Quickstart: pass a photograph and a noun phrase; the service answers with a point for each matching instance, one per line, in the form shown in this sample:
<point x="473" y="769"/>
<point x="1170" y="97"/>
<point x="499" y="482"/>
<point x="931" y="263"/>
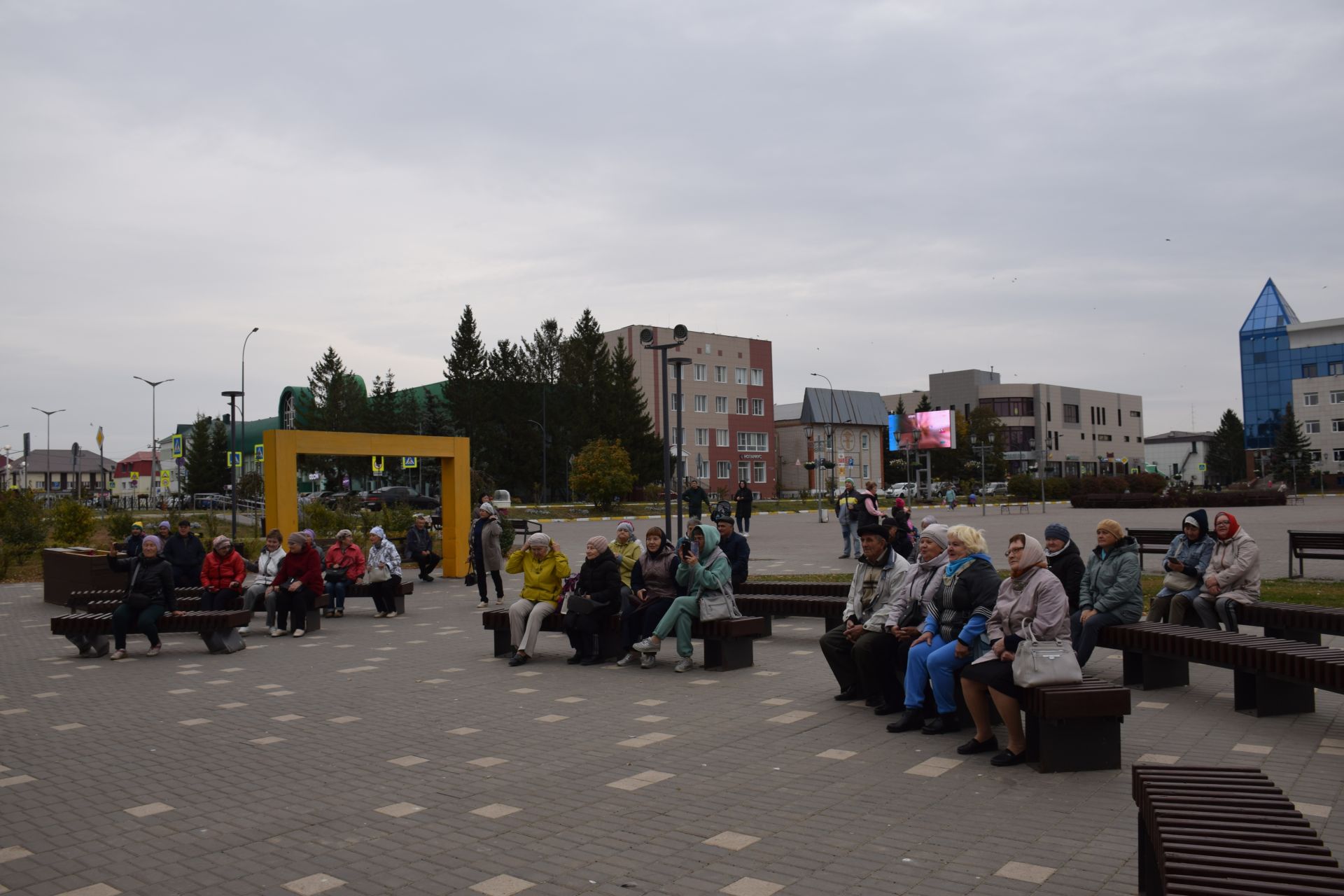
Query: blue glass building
<point x="1276" y="351"/>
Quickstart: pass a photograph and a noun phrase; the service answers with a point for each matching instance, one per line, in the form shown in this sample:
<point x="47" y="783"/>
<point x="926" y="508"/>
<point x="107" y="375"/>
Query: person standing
<point x="186" y="554"/>
<point x="847" y="510"/>
<point x="487" y="556"/>
<point x="742" y="511"/>
<point x="150" y="596"/>
<point x="420" y="546"/>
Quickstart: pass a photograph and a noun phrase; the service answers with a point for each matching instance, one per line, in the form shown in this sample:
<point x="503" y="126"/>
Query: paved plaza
<point x="379" y="757"/>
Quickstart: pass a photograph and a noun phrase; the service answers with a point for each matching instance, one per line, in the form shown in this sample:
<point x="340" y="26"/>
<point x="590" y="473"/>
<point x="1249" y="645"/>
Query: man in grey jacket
<point x="859" y="650"/>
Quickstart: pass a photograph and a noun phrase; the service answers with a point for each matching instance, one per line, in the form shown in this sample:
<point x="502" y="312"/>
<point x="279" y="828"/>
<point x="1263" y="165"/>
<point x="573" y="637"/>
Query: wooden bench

------------------------------------------------------------

Request
Count the lines in the data above that contain the string "Query", treating uppercase and lowercase as different. Give only the number.

Correct response
5